◆ **EXTRAIT SOURCE**:
= = = = = = =

Le porno étant un genre cinématographique revêtant toujours un certain parfum de scandale, Pleasure lui enlève sa part de mystère pour le rapprocher du cinéma plus «conventionnel» dont il n’est finalement pas si éloigné, surtout en ce qui concerne le traitement qu’il réserve à ses intervenants. En effet, le parcours de Bella s’apparente à ce que l’on peut voir dans d’autres œuvres sur des acteurs et actrices peinant à se faire une place à Hollywood, devant user de culot et de réseautage pour réussir à percer. L’univers cinématographique dont il est question ici recèle également de personnes bienveillantes comme enclines à l’exploitation de ses poulains. Pleasure se révèle, à cet égard comme à d’autres, pleins de contrastes et de dichotomies. Par exemple, les acteurs «hard» (contrairement aux réalisateurs et agents) sont violents dans leurs paroles et leurs gestes lorsqu’ils tournent mais se montrent très professionnels et attentionnés hors caméra, comme si la pornographie les transformait.

= = = = = = =

◆ **DONNÉES FOURNIES**:
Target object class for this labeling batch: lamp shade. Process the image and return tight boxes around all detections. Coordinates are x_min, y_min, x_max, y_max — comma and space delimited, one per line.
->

= = = = = = =

◆ **CONSIGNE**:
D'après l'extrait sur le film Pleasure, comment les acteurs «hard» se comportent-ils hors caméra ? On peut répondre sans recourir aux données.

◆ **RÉPONSE**:
Ils se montrent très professionnels et attentionnés.